■ **Region pointing data**
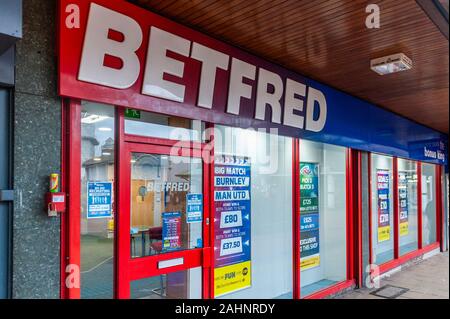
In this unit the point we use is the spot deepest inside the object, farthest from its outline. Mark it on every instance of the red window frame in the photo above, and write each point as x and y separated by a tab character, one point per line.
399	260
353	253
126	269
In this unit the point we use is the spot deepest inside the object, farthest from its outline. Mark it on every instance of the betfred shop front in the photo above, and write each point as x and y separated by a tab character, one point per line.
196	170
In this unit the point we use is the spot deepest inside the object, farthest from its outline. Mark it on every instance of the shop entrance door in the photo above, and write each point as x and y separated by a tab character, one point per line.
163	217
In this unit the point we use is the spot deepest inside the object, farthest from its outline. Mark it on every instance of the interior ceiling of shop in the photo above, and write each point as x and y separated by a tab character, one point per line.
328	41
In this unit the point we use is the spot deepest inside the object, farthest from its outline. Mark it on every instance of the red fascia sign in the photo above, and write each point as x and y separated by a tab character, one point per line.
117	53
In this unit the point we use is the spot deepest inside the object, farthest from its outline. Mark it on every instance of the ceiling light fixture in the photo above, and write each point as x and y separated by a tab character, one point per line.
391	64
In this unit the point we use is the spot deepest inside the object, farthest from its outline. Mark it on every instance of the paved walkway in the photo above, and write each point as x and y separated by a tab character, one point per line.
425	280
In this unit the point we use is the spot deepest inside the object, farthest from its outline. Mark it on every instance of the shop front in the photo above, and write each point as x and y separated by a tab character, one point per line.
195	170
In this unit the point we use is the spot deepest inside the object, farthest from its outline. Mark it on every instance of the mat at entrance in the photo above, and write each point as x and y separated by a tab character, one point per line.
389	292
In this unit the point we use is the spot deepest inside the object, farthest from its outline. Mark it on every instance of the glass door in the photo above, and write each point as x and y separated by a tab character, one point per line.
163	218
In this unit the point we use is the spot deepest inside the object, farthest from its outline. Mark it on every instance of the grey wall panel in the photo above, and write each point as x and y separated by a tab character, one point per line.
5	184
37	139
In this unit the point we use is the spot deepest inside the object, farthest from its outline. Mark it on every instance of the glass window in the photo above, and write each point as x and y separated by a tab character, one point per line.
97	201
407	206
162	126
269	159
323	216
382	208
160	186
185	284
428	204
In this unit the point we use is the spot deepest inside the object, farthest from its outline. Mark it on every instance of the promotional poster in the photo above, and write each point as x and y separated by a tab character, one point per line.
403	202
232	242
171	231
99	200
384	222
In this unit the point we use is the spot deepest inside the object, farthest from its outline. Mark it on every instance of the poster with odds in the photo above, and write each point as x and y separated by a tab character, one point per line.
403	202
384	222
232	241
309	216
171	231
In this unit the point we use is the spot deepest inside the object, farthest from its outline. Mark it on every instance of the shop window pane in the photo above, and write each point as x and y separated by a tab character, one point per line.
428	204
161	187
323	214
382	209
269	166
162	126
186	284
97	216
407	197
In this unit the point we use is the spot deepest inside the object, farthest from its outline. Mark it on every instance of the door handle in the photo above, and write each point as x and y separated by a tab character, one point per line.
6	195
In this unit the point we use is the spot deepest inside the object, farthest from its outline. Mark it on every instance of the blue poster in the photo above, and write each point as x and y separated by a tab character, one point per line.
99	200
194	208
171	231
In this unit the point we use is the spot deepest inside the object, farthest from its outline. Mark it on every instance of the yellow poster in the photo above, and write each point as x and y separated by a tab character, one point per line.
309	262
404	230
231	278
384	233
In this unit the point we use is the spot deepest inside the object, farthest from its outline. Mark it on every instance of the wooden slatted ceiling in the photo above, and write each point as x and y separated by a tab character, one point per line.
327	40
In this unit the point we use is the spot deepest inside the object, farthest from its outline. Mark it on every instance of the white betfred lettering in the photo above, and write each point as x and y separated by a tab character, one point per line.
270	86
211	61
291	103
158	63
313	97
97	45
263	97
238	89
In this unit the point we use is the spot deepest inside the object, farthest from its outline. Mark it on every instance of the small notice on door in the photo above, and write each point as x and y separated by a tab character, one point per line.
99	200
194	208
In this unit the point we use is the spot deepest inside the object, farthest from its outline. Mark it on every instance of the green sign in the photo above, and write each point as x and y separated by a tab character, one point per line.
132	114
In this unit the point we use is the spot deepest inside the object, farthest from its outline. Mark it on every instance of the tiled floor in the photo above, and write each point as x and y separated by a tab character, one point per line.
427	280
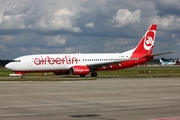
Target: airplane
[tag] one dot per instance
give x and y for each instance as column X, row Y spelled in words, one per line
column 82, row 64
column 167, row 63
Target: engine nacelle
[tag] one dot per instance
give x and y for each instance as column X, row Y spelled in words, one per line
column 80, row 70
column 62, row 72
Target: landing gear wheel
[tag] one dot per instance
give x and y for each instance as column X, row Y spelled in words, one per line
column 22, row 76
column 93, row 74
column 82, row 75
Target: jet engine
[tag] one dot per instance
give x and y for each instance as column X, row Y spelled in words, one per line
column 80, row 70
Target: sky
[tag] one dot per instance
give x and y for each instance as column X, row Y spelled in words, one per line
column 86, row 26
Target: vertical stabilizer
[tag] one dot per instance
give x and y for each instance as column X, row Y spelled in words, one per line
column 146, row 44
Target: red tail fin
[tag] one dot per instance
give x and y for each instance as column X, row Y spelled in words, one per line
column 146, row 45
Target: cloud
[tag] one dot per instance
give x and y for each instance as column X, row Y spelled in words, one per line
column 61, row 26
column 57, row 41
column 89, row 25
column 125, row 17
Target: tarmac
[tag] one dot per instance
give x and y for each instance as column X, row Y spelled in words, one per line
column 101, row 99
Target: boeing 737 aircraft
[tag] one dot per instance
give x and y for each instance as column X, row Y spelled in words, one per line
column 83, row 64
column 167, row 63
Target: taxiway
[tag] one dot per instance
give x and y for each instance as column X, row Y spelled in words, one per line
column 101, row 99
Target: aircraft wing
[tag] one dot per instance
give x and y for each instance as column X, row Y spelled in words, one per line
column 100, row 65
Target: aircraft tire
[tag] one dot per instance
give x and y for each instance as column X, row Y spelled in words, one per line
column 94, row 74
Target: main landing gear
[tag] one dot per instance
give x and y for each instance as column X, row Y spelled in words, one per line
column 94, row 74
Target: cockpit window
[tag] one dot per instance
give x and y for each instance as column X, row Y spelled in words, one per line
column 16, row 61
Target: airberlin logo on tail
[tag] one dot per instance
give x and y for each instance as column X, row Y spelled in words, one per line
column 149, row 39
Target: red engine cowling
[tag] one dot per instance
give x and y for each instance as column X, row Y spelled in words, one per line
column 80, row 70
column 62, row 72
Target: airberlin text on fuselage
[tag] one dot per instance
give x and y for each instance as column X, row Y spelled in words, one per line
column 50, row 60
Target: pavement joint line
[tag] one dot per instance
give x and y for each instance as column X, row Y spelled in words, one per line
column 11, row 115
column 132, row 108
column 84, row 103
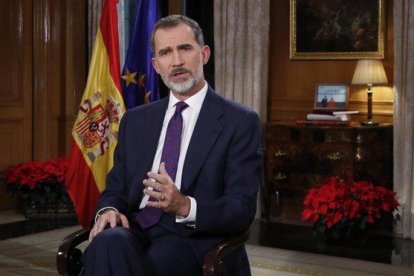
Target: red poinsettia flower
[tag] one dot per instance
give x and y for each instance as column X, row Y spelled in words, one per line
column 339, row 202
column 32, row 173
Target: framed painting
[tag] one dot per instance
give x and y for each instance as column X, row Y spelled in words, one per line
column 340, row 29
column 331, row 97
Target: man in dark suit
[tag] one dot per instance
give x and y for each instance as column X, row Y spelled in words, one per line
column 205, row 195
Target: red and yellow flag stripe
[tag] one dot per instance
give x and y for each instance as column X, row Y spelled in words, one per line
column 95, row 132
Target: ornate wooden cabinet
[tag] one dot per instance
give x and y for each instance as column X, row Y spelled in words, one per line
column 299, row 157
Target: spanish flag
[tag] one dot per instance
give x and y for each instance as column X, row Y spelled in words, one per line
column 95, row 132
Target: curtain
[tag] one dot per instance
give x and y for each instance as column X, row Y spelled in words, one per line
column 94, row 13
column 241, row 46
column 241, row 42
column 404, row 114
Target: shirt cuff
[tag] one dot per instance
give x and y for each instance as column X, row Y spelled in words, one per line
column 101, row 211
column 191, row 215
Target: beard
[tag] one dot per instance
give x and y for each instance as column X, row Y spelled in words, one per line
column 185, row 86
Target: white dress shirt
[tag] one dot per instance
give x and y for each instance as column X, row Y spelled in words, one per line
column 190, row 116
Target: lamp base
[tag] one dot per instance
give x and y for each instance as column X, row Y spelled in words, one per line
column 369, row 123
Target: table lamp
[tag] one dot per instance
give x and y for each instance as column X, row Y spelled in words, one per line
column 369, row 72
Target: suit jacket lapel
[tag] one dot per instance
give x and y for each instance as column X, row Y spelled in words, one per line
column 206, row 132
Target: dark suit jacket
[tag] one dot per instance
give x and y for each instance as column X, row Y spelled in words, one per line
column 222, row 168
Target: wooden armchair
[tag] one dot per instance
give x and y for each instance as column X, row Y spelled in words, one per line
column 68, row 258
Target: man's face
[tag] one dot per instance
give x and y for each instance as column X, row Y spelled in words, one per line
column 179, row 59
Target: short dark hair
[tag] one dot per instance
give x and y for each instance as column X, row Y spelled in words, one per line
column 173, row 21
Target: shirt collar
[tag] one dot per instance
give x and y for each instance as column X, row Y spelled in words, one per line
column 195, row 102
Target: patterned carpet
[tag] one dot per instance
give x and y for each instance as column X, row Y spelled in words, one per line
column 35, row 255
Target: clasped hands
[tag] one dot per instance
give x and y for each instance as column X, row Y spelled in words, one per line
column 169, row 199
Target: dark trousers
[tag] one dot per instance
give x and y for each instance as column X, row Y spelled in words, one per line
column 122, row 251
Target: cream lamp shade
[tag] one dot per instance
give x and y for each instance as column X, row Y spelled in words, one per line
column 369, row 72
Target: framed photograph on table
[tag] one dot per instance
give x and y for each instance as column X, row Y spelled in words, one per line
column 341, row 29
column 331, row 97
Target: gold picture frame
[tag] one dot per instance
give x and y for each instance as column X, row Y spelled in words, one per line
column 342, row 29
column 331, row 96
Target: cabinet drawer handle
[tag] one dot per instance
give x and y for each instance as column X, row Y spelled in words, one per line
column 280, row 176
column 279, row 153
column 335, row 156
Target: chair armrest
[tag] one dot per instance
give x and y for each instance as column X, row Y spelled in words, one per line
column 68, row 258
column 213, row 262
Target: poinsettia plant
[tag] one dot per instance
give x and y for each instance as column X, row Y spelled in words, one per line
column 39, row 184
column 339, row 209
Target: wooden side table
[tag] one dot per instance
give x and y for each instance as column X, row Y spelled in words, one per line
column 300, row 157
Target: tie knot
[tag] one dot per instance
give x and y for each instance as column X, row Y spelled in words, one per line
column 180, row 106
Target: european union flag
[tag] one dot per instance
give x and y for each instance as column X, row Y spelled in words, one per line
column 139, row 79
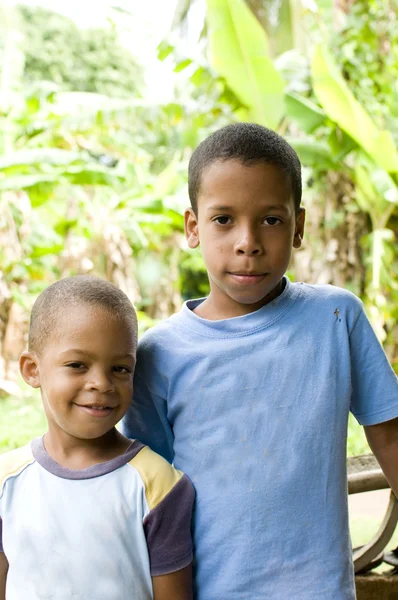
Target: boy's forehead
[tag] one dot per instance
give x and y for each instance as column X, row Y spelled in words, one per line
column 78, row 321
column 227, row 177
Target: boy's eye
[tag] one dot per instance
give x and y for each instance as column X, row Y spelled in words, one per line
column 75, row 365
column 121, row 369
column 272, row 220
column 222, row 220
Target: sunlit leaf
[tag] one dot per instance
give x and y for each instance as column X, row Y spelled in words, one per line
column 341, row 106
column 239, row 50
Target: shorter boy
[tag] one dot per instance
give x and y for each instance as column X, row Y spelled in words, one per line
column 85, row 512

--

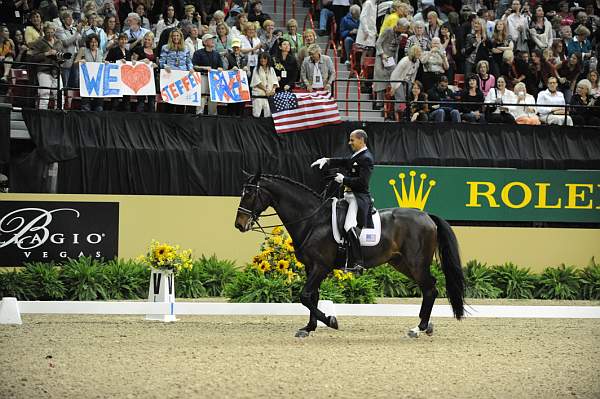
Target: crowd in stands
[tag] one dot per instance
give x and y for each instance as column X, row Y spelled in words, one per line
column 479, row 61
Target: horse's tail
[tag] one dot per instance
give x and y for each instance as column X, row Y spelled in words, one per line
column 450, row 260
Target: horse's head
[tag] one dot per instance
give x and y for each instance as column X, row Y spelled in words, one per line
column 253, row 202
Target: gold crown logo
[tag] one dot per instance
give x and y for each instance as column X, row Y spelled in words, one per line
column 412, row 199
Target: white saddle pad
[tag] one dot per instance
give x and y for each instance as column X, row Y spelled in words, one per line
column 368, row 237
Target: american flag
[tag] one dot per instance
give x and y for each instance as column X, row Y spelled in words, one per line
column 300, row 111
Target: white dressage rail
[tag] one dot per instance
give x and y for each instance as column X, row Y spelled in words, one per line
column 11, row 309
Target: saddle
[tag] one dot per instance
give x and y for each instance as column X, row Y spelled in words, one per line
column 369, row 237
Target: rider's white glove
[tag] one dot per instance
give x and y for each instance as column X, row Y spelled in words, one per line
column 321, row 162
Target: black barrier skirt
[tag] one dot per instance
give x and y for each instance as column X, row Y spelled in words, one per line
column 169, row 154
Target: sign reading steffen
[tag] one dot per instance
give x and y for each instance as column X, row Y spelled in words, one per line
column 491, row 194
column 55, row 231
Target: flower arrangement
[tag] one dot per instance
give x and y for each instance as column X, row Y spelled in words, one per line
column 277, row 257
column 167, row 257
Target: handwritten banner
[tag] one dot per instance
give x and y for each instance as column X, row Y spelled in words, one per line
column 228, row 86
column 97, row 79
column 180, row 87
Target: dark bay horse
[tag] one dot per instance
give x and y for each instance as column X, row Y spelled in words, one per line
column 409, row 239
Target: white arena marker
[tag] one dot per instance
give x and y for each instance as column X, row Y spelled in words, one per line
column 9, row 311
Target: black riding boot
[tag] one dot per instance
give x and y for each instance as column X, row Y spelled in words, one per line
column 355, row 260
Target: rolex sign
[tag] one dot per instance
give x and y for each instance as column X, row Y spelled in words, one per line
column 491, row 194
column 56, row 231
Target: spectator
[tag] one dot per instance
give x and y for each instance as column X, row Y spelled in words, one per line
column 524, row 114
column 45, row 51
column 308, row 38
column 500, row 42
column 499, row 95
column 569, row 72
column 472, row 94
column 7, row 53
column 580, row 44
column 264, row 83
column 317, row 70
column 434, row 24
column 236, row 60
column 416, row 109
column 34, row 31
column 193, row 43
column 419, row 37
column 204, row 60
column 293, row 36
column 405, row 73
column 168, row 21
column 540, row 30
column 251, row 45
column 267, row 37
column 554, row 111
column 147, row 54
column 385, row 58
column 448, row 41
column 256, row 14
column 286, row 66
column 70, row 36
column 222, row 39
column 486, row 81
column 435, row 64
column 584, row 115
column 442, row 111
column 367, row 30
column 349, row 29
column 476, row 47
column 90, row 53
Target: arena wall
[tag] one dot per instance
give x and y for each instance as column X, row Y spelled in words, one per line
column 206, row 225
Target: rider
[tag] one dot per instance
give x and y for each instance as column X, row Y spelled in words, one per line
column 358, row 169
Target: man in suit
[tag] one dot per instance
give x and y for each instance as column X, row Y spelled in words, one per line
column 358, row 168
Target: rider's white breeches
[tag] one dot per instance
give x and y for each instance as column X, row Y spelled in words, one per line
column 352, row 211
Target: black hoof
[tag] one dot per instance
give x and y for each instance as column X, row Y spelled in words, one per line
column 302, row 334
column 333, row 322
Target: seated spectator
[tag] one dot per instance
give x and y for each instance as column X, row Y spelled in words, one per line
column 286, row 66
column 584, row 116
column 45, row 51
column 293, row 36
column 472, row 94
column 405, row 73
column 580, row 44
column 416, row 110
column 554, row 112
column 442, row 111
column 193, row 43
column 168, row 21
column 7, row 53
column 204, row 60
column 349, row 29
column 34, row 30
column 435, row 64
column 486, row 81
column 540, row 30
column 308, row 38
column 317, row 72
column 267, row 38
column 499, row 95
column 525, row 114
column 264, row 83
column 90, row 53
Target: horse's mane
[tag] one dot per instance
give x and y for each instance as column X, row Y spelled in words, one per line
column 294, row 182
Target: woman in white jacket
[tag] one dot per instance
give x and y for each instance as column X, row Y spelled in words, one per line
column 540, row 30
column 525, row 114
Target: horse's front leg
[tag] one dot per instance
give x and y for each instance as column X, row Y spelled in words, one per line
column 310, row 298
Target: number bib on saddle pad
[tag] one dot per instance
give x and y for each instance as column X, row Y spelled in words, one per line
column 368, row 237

■ **Exercise description**
Return only the number of lines in the data that hold the string "shirt".

■ **Solution**
3